- Problem to solve -
Could you arrange everything from the line containing "of every jagged" down to the line containing "[88,155,343,299]" as a numbered list, leaving out any blank lines?

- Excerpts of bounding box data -

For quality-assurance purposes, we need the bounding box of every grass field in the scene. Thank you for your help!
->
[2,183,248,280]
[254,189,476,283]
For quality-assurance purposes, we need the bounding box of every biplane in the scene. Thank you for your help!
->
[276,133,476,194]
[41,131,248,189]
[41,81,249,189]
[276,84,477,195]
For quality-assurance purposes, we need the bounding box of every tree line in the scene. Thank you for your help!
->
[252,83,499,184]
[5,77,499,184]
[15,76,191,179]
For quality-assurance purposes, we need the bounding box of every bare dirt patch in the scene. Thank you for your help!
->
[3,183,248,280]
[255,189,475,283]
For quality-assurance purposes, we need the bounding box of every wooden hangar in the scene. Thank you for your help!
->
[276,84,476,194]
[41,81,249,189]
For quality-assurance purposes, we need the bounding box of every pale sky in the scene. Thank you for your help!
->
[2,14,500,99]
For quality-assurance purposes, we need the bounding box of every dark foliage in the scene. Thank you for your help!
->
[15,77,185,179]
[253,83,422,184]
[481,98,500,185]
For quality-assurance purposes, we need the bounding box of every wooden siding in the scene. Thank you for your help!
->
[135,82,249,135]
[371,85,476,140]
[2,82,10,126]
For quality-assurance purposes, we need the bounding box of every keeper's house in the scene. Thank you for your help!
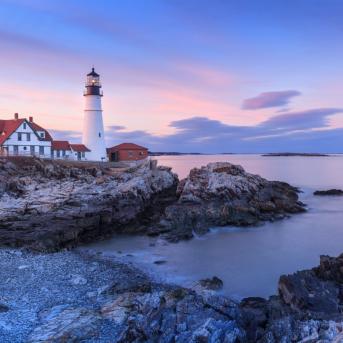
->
[0,113,90,161]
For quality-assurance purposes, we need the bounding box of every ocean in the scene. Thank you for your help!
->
[87,155,343,300]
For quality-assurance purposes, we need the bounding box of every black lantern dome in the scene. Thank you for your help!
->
[84,68,102,96]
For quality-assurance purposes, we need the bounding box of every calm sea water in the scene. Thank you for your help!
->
[89,155,343,299]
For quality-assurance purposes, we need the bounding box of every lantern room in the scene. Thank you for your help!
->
[84,68,103,96]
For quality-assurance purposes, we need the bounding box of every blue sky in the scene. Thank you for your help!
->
[0,0,343,153]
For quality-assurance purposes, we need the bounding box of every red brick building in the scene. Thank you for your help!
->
[107,143,148,162]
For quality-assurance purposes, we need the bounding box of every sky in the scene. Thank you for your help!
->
[0,0,343,153]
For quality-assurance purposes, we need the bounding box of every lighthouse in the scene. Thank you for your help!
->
[82,68,107,161]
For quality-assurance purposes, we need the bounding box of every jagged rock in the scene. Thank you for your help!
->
[279,270,340,315]
[150,162,305,241]
[199,276,223,291]
[28,306,100,343]
[313,189,343,195]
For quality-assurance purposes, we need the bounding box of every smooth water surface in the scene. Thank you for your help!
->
[88,155,343,299]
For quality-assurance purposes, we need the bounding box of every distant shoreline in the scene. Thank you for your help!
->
[262,152,330,157]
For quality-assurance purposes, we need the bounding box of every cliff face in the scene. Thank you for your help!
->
[0,159,304,250]
[151,162,305,241]
[0,159,177,250]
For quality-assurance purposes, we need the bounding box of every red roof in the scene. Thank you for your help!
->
[70,144,90,152]
[107,143,148,152]
[51,141,71,150]
[0,119,25,144]
[0,118,52,144]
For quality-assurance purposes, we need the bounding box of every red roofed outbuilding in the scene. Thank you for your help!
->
[107,143,148,162]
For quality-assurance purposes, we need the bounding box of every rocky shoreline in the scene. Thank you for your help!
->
[0,248,343,343]
[0,158,305,251]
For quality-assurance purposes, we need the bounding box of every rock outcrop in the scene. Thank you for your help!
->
[0,158,304,251]
[150,162,305,241]
[0,158,178,251]
[240,254,343,342]
[0,249,343,343]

- Answer in full -
1. For quality-assurance purposes, we need the bounding box of every jagged rock in the scene. Thank you for your help!
2. ->
3. [279,270,340,315]
4. [150,162,305,241]
5. [199,276,223,291]
6. [28,306,100,343]
7. [313,189,343,195]
8. For quality-assurance purposes, we need the bounding box of every smooth water surface in the scene. Thank you for your help!
9. ->
10. [88,155,343,299]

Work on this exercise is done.